SOURCE EXTRACT →
· · · ·

Remembering Satyajit Ray

Known for his beautiful contribution to the world of arts and aesthetics, he is recognised as one of the greatest Indian filmmakers and screenwriters of his time. His works have not only been appreciated by the Indian audience but also have received critical recognition all around the world. Ray, in addition to being a fantastic filmmaker, has also authored and illustrated children’s books.


Ray was born in Kolkata on May 2, 1921, to Sukumar Ray, a Bengali nonsense poem writer and artist, and Suprabha Ray. Satyajit was raised by his mother after his father died in 1923 when he was only three years old. He went to a government school and then to Kolkata’s Presidency College. He enrolled in Rabindranath Tagore’s Santiniketan’s Kala Bhavan, an art school where he was exposed to Indian and other Eastern art and learned to respect both eastern and western cultures.

How it all started

Image credits: Times of India

He began his career as an art director for DJ Keymer, a British-owned advertising agency that is now Ogilivy & Mather. He also worked as a commercial illustrator for Signet Press, a publishing business. According to W Andrew Robinson of, when Ray chose to shoot his debut picture Pather Panchali, he was unable to get funds from suspicious producers who distrusted a first-time director with such unusual ideas. Ray used his own resources and the balance came from the W Bengal government’s roads department when shooting began in late 1952.

Ray made his directorial debut with the film Pather Panchali, a 1929 adaptation of Bibhutibhushan Bandyopadhyay’s novel of the same name. The film depicts the life of a little child named Apu who lives in a rural town in poverty. Ray goes on to write a trilogy about Apu’s life, from boyhood to manhood, from a small town to the city of Calcutta.

· · · ·

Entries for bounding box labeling
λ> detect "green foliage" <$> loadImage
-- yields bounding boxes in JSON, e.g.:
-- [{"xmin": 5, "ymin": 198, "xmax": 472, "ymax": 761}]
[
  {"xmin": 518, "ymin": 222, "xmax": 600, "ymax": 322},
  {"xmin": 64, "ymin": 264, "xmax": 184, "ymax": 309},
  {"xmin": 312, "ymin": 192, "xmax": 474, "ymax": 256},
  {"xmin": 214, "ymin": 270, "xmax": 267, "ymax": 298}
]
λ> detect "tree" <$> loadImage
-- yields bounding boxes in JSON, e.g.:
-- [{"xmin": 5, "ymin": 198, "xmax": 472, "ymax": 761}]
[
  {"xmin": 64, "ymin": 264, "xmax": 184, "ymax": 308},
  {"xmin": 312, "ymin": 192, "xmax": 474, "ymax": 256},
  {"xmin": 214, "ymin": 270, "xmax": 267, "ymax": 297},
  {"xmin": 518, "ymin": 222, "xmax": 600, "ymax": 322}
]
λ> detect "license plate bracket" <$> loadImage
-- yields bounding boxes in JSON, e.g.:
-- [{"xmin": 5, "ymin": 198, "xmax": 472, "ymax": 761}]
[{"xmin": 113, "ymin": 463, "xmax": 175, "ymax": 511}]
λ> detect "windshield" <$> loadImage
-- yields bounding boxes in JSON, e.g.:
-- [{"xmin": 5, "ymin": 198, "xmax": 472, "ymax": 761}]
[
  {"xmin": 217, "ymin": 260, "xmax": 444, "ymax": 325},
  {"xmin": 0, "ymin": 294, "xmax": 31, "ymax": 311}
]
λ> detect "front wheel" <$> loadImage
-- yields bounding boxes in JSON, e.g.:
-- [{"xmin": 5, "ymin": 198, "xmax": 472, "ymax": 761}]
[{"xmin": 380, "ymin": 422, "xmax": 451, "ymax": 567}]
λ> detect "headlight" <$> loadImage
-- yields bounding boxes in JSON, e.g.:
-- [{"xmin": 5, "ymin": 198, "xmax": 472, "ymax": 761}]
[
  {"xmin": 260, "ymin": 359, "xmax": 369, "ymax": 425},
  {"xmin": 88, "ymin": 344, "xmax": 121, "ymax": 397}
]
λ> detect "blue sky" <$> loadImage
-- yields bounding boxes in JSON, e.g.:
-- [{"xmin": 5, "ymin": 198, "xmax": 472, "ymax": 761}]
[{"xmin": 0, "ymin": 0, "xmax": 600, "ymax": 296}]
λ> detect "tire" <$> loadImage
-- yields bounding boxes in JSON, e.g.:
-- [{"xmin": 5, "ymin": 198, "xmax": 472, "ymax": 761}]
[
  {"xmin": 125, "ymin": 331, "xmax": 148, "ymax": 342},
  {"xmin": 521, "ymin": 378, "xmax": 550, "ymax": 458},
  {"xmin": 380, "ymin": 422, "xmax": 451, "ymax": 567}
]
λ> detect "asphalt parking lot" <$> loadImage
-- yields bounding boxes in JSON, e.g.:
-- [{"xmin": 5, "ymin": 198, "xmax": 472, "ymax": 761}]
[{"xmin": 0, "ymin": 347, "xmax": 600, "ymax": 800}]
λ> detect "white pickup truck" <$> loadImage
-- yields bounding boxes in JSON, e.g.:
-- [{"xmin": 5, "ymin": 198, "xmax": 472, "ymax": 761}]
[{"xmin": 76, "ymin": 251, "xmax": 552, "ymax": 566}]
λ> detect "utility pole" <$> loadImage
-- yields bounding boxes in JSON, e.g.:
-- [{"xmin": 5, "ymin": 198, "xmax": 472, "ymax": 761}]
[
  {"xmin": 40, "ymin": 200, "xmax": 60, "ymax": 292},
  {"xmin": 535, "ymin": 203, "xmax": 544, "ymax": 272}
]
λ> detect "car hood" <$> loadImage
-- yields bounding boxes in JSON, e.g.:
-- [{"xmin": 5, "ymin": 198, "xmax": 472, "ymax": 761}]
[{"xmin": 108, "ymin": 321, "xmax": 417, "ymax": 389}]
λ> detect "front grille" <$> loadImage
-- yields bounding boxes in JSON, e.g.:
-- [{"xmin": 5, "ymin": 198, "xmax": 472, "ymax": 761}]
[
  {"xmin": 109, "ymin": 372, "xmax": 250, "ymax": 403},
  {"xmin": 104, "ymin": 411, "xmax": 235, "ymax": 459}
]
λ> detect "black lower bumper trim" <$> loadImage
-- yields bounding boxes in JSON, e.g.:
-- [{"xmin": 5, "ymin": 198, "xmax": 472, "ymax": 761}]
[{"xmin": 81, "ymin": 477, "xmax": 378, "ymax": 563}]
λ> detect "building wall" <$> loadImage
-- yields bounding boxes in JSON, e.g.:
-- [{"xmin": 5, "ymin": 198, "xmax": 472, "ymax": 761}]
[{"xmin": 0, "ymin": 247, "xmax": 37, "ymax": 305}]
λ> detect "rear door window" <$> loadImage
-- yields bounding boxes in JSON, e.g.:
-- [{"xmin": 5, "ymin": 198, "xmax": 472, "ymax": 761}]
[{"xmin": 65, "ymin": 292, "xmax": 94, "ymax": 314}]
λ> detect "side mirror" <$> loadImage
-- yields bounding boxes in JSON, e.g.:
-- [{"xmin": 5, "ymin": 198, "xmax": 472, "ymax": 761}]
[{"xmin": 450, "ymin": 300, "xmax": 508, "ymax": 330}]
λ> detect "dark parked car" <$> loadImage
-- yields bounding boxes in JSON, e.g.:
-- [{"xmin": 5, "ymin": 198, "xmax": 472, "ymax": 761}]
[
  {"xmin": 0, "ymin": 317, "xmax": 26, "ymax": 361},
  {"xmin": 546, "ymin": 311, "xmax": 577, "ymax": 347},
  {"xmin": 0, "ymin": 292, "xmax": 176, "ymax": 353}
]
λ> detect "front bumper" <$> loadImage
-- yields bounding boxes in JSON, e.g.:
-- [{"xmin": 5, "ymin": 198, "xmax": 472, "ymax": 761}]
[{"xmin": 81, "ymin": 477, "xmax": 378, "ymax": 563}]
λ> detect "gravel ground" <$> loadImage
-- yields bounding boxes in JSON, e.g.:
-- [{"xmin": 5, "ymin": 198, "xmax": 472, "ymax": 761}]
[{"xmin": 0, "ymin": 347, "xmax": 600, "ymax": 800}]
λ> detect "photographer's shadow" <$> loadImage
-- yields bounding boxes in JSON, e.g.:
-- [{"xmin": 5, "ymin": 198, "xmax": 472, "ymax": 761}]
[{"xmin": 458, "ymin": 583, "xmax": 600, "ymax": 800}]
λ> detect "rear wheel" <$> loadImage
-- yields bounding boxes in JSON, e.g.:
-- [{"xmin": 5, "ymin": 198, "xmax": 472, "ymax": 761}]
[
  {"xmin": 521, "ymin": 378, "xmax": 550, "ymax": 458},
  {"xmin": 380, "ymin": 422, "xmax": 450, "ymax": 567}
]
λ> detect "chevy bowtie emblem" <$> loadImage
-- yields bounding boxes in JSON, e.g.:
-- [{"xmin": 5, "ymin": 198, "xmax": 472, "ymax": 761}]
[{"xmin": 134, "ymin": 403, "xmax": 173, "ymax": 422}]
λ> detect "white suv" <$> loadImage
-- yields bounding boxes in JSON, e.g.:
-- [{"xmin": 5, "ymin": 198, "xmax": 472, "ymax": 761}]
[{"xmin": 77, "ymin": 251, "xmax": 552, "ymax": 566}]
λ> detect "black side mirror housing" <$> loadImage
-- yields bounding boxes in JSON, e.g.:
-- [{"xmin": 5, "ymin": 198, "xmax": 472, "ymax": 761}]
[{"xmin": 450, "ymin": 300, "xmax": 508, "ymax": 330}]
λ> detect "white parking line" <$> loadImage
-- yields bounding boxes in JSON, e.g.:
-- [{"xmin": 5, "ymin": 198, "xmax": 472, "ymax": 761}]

· · · ·

PROBLEM REQUIREMENTS → In the Satyajit Ray profile, what art school at Santiniketan did Ray enroll in?

FINAL RESULT → Kala Bhavan, Rabindranath Tagore's art school at Santiniketan.